Problem - Write out the material again word for word, dropping any images it holds.

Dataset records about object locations
┄┄┄┄┄┄

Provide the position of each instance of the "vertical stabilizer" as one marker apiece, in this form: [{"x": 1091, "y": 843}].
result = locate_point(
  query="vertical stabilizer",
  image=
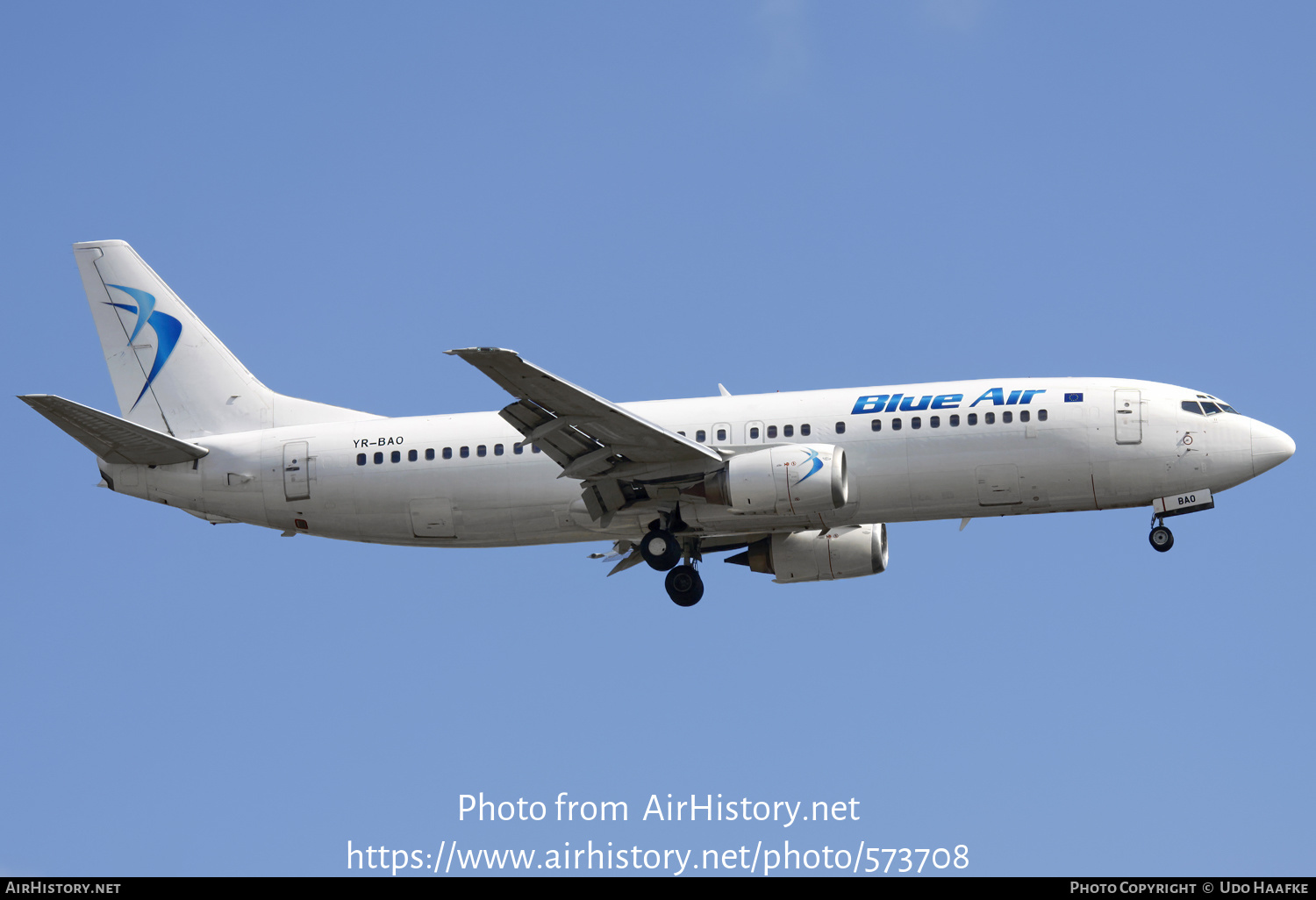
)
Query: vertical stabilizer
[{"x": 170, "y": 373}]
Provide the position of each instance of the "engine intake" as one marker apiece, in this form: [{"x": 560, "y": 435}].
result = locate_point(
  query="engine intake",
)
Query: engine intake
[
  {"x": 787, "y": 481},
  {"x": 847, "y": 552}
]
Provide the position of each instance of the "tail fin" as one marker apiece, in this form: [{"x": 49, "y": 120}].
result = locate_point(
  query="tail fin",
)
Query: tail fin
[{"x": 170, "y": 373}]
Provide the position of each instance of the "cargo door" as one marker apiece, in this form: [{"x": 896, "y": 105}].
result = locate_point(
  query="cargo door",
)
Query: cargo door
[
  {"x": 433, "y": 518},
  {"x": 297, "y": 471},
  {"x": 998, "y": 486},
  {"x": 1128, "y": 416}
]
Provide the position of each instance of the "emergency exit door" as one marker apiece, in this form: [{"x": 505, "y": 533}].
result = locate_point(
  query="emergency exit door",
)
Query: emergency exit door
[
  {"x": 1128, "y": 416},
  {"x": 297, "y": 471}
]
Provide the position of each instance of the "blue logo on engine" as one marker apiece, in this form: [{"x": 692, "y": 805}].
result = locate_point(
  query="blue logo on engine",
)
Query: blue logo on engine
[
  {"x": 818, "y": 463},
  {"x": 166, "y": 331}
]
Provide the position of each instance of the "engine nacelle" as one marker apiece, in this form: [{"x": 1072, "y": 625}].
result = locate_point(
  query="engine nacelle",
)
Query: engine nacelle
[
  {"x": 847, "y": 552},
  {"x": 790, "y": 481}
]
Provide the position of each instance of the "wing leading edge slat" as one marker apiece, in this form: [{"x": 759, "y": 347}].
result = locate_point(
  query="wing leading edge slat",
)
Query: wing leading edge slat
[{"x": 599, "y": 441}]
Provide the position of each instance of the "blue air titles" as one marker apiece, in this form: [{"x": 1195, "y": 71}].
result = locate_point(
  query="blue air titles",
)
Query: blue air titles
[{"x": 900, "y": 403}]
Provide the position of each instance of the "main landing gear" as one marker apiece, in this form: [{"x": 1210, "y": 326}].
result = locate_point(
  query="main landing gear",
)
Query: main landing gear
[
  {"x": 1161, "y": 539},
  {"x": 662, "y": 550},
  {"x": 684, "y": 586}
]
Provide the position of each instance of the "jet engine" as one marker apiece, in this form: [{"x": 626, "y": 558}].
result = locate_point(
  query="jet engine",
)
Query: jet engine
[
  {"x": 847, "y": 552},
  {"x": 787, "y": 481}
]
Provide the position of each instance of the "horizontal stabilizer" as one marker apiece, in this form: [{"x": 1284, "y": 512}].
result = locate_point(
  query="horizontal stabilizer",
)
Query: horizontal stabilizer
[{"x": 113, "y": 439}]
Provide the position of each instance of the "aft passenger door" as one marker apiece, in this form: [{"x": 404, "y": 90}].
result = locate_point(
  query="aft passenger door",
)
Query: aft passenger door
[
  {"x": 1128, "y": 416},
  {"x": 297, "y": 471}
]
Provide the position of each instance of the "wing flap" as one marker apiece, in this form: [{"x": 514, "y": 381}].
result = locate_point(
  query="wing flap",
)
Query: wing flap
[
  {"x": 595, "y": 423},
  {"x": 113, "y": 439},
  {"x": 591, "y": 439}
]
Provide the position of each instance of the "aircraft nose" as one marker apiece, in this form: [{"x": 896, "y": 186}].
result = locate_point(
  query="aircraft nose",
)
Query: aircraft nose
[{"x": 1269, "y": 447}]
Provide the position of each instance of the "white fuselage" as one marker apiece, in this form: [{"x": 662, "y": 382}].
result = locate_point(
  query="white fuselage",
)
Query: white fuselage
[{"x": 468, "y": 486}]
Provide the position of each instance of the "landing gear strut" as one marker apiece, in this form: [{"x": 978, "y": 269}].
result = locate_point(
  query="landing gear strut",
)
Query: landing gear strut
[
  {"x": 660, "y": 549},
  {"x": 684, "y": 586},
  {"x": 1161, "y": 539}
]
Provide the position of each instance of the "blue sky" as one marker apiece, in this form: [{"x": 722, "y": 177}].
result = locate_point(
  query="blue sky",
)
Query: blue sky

┄┄┄┄┄┄

Complete response -
Provide the position of each instance of the "vertical stabilizer" as one marker apiece, in this form: [{"x": 1091, "y": 843}].
result = locate_point(
  query="vertical stabilizer",
  image=
)
Query: vertical stabilizer
[{"x": 170, "y": 373}]
Provide the position of each instance of the "engine intake" as one marker apiece, in this form: [{"x": 560, "y": 435}].
result = locate_point(
  query="engine intake",
)
Query: engine intake
[
  {"x": 787, "y": 481},
  {"x": 847, "y": 552}
]
Provide the position of each instance of the "tail fin" as one marker apiece, in this form: [{"x": 49, "y": 120}].
result = locate_point(
  query="tail fin",
)
Query: tail fin
[{"x": 170, "y": 373}]
Provide the position of each instance of the "cargo door" as one marker apiece, in this form: [{"x": 896, "y": 105}].
result = locate_point(
  query="cargo door",
)
Query: cargo door
[
  {"x": 433, "y": 518},
  {"x": 297, "y": 471},
  {"x": 998, "y": 486},
  {"x": 1128, "y": 416}
]
Provide the position of each instance of the "emergency exit door" as one marker apiece, in this form: [{"x": 505, "y": 533}].
result = locate_point(
  query="emergency exit door",
)
Query: emergency exit door
[
  {"x": 1128, "y": 416},
  {"x": 297, "y": 471}
]
Provide the position of each instance of the "blue logo on engine" as one marker apiece, in this form: [{"x": 692, "y": 805}].
result = locate_point(
  query="blue logo on engine",
)
Query: blue logo on engine
[
  {"x": 818, "y": 463},
  {"x": 166, "y": 331}
]
Provide the position of each instance of the "engine nacelle" as one marker apiece, in this form: [{"x": 1072, "y": 625}].
result = locate_point(
  query="engine nacelle",
)
Query: engine nacelle
[
  {"x": 847, "y": 552},
  {"x": 790, "y": 481}
]
Provide the position of each instance of the "wing leading edge slat" as one marker apiece, in this form: [{"x": 759, "y": 347}].
result = locate_point(
  query="wing leading edge slat",
)
Query: wing leading edge slat
[{"x": 599, "y": 441}]
Provide the position of each instance of the "blue air titles" as one marker apiece, in this form: [{"x": 1195, "y": 71}].
result = locate_point(
  query="blue air titles",
)
Query: blue air titles
[{"x": 900, "y": 403}]
Provide the position of each instance of the "main landing gear" as one marker apiece, in this form: [{"x": 1210, "y": 326}].
result = locate_point(
  query="main landing gear",
)
Query: main landing gear
[
  {"x": 1161, "y": 539},
  {"x": 662, "y": 550},
  {"x": 684, "y": 586}
]
Provide the position of each instance of the "jet engine" as one marker apiece, in this form: [{"x": 626, "y": 558}].
result = locate_point(
  query="jet engine",
)
Query: jet engine
[
  {"x": 847, "y": 552},
  {"x": 787, "y": 481}
]
Provide the position of each instance of the "horizontal stabilizer" as one marker apiece, in this form: [{"x": 1284, "y": 512}].
result = locate_point(
  query="horizontal stabilizer",
)
Query: horizontal stabilizer
[{"x": 113, "y": 439}]
Provide the position of each instance of the "aft passenger door" as one marker apiece, in this form: [{"x": 404, "y": 90}].
result = locate_point(
  query="aft passenger door",
)
Query: aft passenger door
[
  {"x": 1128, "y": 416},
  {"x": 297, "y": 471}
]
Provide the position of each instance of the "wing flap" as one marker apiece, in this form: [{"x": 514, "y": 381}].
result = locate_point(
  query="wing flap",
)
Query: wing flap
[
  {"x": 595, "y": 423},
  {"x": 113, "y": 439},
  {"x": 591, "y": 439}
]
Provide the position of each instance of the "aircraft nose" as one marker apiece, in this form: [{"x": 896, "y": 186}].
result = locate_point(
  query="aircraft nose",
)
Query: aircraft nose
[{"x": 1269, "y": 447}]
Provide the position of each instance of the "white fuselage" as one marker apiece, in this form: [{"x": 662, "y": 382}].
result = locate_point(
  query="white fuselage",
)
Query: white fuselage
[{"x": 468, "y": 486}]
Provide the position of each instance of the "landing gear strut" as one marker apiece, in this form: [{"x": 978, "y": 269}].
result = locate_point(
  query="landing gear strut",
)
Query: landing gear strut
[
  {"x": 660, "y": 549},
  {"x": 684, "y": 586},
  {"x": 1161, "y": 539}
]
Provide the position of each instance of the "blue sky" as one marker apiece, in this form: [{"x": 722, "y": 177}].
result = locate_point(
  query="blue sky",
)
Query: blue sky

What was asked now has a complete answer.